--- Source passage Enclosed Below ---
The bigger problem is all the sediment that ends up in the stream itself — sediment that contains harmful nutrients. The park is surrounded by acres of farmland, where spring rains flush runoff full of fertilizers and pesticides from the fields into streams and creeks. Those small streams end up here in the Dry Fork of the Whitewater River, which then carries the sediment, fertilizers, and pollution it collects to the Ohio River.

All those nutrients mix with sunlight and heat, creating dangerous algal blooms — think that scummy, blue-green algae you sometimes see sitting on the water's surface. The toxins in those blooms are harmful to humans and to wildlife.

"It all starts up here in these headwater streams," Latham says. "By the time this stuff gets down to the Ohio River, it's already too late. It has to be addressed as close to the source as possible, and there are thousands of these sites all over Ohio that are doing the same thing."
--- End of Enclosed Source passage ---
What is required » Please translate this sentence from the stream pollution passage into Spanish: "The toxins in those blooms are harmful to humans and to wildlife."
--- Extracted information Enclosed Below ---
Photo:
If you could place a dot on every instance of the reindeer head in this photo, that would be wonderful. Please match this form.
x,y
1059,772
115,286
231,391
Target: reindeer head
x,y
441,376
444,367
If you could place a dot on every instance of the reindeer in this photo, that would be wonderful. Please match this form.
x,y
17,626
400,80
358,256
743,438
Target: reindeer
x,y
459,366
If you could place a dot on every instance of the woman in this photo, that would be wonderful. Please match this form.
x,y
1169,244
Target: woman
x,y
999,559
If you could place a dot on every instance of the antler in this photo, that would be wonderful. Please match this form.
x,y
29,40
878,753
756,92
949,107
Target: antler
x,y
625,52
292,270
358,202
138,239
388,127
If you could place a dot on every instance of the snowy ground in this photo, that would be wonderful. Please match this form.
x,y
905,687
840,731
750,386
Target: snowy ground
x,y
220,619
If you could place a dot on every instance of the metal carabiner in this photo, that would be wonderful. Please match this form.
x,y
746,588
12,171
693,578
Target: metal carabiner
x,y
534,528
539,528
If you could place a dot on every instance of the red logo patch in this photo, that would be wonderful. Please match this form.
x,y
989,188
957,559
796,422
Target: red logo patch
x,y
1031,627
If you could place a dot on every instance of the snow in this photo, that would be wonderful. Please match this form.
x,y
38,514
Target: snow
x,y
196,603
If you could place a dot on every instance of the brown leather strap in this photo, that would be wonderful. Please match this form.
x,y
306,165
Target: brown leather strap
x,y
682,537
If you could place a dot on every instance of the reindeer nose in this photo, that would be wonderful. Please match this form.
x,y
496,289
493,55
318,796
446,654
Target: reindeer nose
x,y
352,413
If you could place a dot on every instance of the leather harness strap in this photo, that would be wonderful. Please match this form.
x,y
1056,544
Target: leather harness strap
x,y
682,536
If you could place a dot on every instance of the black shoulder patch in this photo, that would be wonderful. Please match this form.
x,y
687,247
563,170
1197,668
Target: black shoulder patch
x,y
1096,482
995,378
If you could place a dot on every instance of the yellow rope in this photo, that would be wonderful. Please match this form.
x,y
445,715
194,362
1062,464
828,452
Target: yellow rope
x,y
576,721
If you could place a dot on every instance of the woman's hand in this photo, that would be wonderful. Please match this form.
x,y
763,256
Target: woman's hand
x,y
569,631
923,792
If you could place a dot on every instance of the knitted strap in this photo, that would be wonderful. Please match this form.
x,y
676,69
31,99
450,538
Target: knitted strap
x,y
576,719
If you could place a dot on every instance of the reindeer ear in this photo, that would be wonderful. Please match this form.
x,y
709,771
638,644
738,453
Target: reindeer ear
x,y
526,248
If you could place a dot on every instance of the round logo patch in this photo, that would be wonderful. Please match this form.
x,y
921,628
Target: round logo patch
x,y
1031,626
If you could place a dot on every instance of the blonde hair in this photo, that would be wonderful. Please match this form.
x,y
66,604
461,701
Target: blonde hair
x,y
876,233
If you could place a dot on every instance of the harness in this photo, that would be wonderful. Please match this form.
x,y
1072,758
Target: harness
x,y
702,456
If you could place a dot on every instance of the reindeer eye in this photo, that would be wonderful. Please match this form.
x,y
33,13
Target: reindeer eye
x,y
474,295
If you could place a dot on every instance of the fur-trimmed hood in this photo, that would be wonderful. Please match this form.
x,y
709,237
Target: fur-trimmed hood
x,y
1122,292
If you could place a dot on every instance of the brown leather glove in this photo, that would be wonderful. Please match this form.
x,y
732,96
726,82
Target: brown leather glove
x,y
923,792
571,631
--- End of Enclosed Extracted information ---
Solution » Las toxinas de esas floraciones son dañinas para los seres humanos y para la fauna silvestre.